(Entries taken from a collection)
:::

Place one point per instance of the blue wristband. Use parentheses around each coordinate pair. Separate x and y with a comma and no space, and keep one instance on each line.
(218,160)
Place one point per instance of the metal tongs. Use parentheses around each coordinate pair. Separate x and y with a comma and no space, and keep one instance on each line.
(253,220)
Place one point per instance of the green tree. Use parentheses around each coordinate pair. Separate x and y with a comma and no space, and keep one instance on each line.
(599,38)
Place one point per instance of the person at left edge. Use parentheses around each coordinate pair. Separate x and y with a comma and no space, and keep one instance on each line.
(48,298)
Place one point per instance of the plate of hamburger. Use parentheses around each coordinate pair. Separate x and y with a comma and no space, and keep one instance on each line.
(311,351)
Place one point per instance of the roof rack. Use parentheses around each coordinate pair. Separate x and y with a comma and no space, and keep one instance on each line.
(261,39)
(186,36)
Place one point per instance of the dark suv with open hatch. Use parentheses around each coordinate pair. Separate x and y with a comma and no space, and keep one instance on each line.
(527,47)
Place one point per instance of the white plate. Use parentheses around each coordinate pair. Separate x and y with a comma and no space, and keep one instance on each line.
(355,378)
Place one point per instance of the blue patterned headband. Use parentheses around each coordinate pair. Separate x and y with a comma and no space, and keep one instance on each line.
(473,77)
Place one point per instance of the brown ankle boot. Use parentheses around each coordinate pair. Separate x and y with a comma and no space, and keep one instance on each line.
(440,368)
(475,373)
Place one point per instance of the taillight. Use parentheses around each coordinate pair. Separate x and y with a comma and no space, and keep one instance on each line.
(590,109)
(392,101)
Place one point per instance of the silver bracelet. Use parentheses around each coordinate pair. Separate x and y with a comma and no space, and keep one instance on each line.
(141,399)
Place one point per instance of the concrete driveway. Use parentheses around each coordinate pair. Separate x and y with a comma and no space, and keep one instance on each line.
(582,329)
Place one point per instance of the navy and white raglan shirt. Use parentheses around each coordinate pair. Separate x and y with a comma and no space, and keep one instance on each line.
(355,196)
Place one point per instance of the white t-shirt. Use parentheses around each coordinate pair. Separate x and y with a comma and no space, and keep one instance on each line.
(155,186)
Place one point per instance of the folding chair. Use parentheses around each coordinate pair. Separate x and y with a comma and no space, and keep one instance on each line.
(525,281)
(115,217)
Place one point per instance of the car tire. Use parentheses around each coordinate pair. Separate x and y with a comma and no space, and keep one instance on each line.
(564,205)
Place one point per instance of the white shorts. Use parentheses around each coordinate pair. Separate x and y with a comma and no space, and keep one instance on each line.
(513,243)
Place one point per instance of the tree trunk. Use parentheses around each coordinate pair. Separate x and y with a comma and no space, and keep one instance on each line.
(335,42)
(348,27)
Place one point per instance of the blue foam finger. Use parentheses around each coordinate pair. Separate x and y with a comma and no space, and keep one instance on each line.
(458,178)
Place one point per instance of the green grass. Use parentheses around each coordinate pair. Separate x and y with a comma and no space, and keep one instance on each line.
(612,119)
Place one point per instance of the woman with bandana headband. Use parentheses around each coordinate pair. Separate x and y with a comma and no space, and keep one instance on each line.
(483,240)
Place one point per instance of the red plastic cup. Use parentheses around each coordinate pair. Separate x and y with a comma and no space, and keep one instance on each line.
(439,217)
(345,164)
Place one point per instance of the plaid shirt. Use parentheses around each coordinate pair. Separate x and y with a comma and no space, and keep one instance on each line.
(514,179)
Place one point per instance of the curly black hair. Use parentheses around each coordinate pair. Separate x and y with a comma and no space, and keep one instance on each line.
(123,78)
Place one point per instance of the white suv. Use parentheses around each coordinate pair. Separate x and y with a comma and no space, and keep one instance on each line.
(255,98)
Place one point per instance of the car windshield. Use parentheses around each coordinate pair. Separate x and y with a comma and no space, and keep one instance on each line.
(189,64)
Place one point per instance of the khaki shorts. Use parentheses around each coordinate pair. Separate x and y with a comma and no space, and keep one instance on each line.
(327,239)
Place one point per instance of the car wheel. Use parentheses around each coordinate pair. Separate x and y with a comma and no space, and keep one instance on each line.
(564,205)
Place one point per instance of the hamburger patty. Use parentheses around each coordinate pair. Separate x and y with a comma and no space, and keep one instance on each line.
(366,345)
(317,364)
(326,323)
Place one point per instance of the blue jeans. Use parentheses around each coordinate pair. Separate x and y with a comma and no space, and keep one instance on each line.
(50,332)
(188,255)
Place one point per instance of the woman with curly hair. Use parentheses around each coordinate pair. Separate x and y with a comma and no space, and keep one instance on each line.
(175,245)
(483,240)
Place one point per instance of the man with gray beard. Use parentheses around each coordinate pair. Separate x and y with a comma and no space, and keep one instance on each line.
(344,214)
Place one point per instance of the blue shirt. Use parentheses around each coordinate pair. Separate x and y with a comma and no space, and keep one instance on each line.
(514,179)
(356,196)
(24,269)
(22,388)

:::

**What to produce:** Now that the records have been shown, restate each one word for word.

**Written solution:**
Place one point per instance of the blue wristband. Use parentheses around each coordinate pair. Separate x and y with a comma and no space, and keep one instance on each line.
(218,160)
Place one point per instance of the metal tongs. Use parentheses around each coordinate pair. Separate x and y with a comma and no space, and keep one instance on each line.
(253,220)
Place one point per instance of the green tree. Use parentheses around each coordinate pair. Separate x and y with a comma and no space, and keep one instance on each line.
(599,38)
Place one point per instance of the person at left edge. Use parentheses around each coordinate pair. Separate x and y with a comma and no space, and keep one instance on each line.
(48,298)
Place one point per instance of the plate of hamburger. Use parentheses around each coordinate pair. Separate x and y with a comma and no space, and keep one instance on each line.
(311,351)
Place one point per instance of the roof rack. Use parentheses around each coordinate pair. Separate x and y with a comma and no space, and keep one instance on each line.
(261,39)
(186,36)
Place one point per instance of the dark suv with open hatch. Use parentheses around each coordinate pair. Separate x and y with a comma and no space, and keep one instance on each line.
(527,47)
Place one point per instance of the white plate. Use parentheses around each coordinate pair. Separate x and y with a comma and no space, and keep one instance on each line.
(355,378)
Place one point per instance of the blue patterned headband. Use parentheses around each coordinate pair. Separate x and y with a comma and no space, and keep one instance on each line.
(473,77)
Place one point per instance of the brown ankle boot. Use parentheses around each coordinate pair. Separate x and y with a comma and no space, and keep one instance on each line.
(440,368)
(475,373)
Place one point per instance of the taillight. Use parentheses around each coordinate pair. Separate x and y with a comma and no space, and keep one instance on each line.
(590,109)
(392,101)
Place one point per instance of the silver bracelet. Use parentheses around each coordinate pair. Separate x and y with a comma and no space, and keep one instance on each line.
(141,399)
Place one point per instance of the concrete driveway. Use parentheses around each coordinate pair. Separate x and y with a comma and no space, and keep one instance on each line.
(582,329)
Place one point per instance of the navy and white raglan shirt. Use parentheses around each coordinate pair. Separate x and y with a comma and no space, and keep one instance on each line.
(355,196)
Place one point per instance of the white t-shirt. Use parentheses around each coordinate pair. Separate x and y with a comma and no space, and keep one instance on each line.
(155,186)
Place one point per instance of the folding chair. Use parentheses around each coordinate pair. Separate x and y with a comma and no space, and keep one instance on each line.
(525,281)
(115,217)
Place one point per instance of the car tire. Use parentheses around each coordinate pair. Separate x and y with a comma and no space, and keep one instance on each line.
(564,205)
Place one point per instance of the white shorts. Use parentheses around each coordinate pair. Separate x and y with a comma and no space, and keep one instance on each line.
(513,243)
Place one point per instance of the tree trunk. Use parentheses around each coordinate pair. Separate x and y with a comma and no space, and keep one instance on each line.
(335,42)
(348,27)
Place one point per instance of the blue foam finger. Use parentheses around each coordinate pair. Separate x and y with a comma and no space, and keep one instance on each line.
(458,178)
Place one point per instance of the green grass. Use parentheses around each coordinate pair. Separate x and y with a comma and no space, and keep one instance on each line.
(612,119)
Place one point per instance of the woman with bandana headband. Use parentheses around each coordinate pair. Separate x and y with a comma and no space, and keep one instance on each line.
(483,240)
Place one point per instance of the red plastic cup. Use parentheses around each coordinate pair. Separate x and y with a comma and no space, and keep one instance on each line.
(439,217)
(345,164)
Place one point per instance of the plaid shirt. Use parentheses around each coordinate pair. Separate x and y with a comma and no space, and keep one instance on each line.
(514,179)
Place one point per instance of the curly black hair. Use parentheses around each coordinate pair. Separate x and y with a comma and no space, and keep one instance on each line.
(123,78)
Place one point per instance of the white suv. Use parentheses around each coordinate pair. Separate x and y with a comma and no space, and keep one instance on each line.
(255,98)
Place one point per instance of the car windshield. Use parentheses around each coordinate pair. Separate x and y with a comma and no space, and keep one instance on each line.
(189,64)
Place one point per instance of the khaki shorts. Use parentheses around each coordinate pair. Separate x and y with a comma and no space, and keep one instance on each line.
(327,239)
Place one point per instance of the car wheel. Use parentheses around each coordinate pair. Separate x and y with a comma and no space, and keep one instance on each line.
(564,205)
Place one point per instance of the hamburger patty. Use parentheses around each coordinate pair. Separate x and y with a comma and no space, and keep one instance on each line.
(366,345)
(317,364)
(326,323)
Place one point per instance of the blue jeans. Use parentheses around each coordinate pair. Separate x and y with a comma and no space, and keep one instance on each line.
(50,332)
(188,255)
Place one point per instance of the woman with curly hair. Use parentheses around each coordinate pair. Separate x and y with a comma and no space, and keep one instance on each line.
(175,245)
(483,240)
Place one point per instance of the man with gray beard. Use parentheses around each coordinate pair. Separate x and y with a comma and no space, and keep one instance on each line.
(344,214)
Place one point per instance of the blue shirt. Use parentheses around each coordinate pair. Separate x and y with a comma and no space, and keep one instance on each line.
(514,179)
(356,196)
(24,269)
(22,388)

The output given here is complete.